What you need to do =>
Apart from the pictures, return every line of the listing exactly.

==*==

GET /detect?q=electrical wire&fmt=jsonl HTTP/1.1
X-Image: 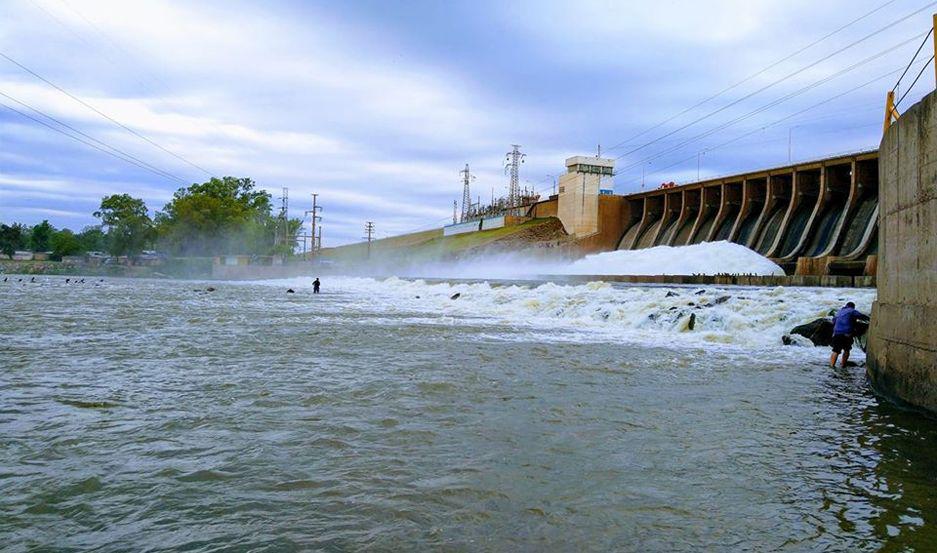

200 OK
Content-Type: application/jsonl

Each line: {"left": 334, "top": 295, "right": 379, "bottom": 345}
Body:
{"left": 0, "top": 98, "right": 189, "bottom": 184}
{"left": 896, "top": 54, "right": 935, "bottom": 106}
{"left": 610, "top": 2, "right": 937, "bottom": 161}
{"left": 604, "top": 0, "right": 902, "bottom": 153}
{"left": 616, "top": 32, "right": 927, "bottom": 173}
{"left": 891, "top": 26, "right": 934, "bottom": 91}
{"left": 0, "top": 50, "right": 214, "bottom": 177}
{"left": 0, "top": 88, "right": 189, "bottom": 184}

==*==

Solution to this task =>
GET /detect?q=electrical wire&fmt=jsonl HTTP/1.1
X-Image: 

200 OK
Content-Type: application/jsonl

Each line: {"left": 334, "top": 295, "right": 379, "bottom": 345}
Body:
{"left": 0, "top": 98, "right": 189, "bottom": 184}
{"left": 896, "top": 54, "right": 935, "bottom": 106}
{"left": 610, "top": 2, "right": 937, "bottom": 161}
{"left": 604, "top": 0, "right": 902, "bottom": 153}
{"left": 616, "top": 32, "right": 927, "bottom": 173}
{"left": 891, "top": 26, "right": 934, "bottom": 91}
{"left": 0, "top": 50, "right": 214, "bottom": 177}
{"left": 0, "top": 88, "right": 189, "bottom": 184}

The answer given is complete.